### Text excerpt:

*** Begin section ***

Eastwood Town Council has defended its decision to evict a bipolar tenant from his allotment after he erected a shed without permission.
In September this year the council issued David Dimmock with an eviction order when he built the shed despite being refused planning permission on the grounds that the outlined size was too big.
The council’s rules for the Dovecote Road allotments state that tenants cannot build on their allotment without written consent from the council, ‘provided such consent not be unreasonably refused by the council’.
But Mr Dimmock says there is nothing in the rules about the size a shed can be and says permission has been unreasonably refused for the past 14 months, leading him to build the shed anyway.
Mr Dimmock suffers from Bipolar Disorder, anxiety, panic attacks and other mental health problems.
And his partner Donna Burton, 53, said the gardens provided vital therapy for his illness.
She said: “David’s health has gone right downhill. Ever since he was diagnosed he has kept his condition to himself but now he is so desperate he is telling the whole world.
“He is panicking as time is running out on the eviction period.”
Ms Burton is the secretary of the Dovecote Road Allotment Society and she claims the majority of his fellow plotholders are backing his fight because they are against any shed size rule and are happy with him keeping his allotment.
However a council spokesman said the notice to quit had also been issued as Mr Dimmock had moved out of the Eastwood boundary and no longer met the criteria for an allotment tenancy.
The 57-year-old claims he was told he could stay as long as he needed at the allotment as he only left Eastwood when he had to be re-housed in Nuthall by Broxtowe Borough Council in September 2010 because he was suffering from anti-social behaviour .
But a council spokesman denied that the authority had made any promises to Mr Dimmock.
He added: “The tenant has failed to comply with the allotment regulations by building a shed without consent which was larger than permissible and then refusing to reduce the size.
“All of these are contrary to the terms of condition of the tenancy.”

*** End section ***

### Goal of the exercise:
Reproduce the stretch of the allotment eviction article from "The council’s rules" through "for his illness.".

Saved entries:
*** Begin section ***

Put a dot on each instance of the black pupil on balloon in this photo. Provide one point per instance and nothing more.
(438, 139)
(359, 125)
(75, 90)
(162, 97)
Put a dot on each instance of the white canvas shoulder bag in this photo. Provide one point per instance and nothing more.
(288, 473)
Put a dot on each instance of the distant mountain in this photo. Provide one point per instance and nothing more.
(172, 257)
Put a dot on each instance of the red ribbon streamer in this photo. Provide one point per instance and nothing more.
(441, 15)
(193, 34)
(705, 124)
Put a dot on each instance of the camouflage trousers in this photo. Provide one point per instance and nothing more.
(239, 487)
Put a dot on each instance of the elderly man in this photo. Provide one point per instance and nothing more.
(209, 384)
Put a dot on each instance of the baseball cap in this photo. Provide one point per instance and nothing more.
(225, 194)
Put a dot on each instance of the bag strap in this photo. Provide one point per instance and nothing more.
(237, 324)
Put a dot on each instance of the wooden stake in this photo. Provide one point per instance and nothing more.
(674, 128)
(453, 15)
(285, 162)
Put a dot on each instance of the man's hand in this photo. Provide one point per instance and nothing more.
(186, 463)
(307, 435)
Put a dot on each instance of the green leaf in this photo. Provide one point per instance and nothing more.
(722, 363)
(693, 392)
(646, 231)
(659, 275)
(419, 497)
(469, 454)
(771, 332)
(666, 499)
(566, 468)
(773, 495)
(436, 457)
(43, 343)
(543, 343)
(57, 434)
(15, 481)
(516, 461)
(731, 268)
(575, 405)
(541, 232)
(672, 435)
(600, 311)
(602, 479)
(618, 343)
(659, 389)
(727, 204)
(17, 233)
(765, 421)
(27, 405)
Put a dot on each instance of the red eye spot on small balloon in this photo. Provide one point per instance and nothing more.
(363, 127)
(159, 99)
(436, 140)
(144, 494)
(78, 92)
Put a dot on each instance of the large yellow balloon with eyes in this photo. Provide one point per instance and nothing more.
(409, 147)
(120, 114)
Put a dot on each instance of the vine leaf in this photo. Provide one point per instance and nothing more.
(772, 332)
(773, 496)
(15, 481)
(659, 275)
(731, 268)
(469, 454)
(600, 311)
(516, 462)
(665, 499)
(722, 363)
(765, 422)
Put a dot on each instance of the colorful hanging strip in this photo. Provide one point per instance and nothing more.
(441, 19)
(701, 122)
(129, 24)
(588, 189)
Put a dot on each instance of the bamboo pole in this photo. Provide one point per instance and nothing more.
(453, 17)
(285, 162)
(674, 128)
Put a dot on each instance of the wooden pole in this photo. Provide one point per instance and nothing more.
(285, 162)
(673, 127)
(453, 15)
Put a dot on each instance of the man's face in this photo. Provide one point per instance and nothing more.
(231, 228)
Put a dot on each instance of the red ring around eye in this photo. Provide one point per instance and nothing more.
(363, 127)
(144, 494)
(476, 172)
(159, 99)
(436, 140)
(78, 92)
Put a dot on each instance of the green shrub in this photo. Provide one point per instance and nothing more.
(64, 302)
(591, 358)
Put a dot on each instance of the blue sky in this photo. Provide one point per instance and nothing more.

*** End section ***

### Exercise result:
The council’s rules for the Dovecote Road allotments state that tenants cannot build on their allotment without written consent from the council, ‘provided such consent not be unreasonably refused by the council’.
But Mr Dimmock says there is nothing in the rules about the size a shed can be and says permission has been unreasonably refused for the past 14 months, leading him to build the shed anyway.
Mr Dimmock suffers from Bipolar Disorder, anxiety, panic attacks and other mental health problems.
And his partner Donna Burton, 53, said the gardens provided vital therapy for his illness.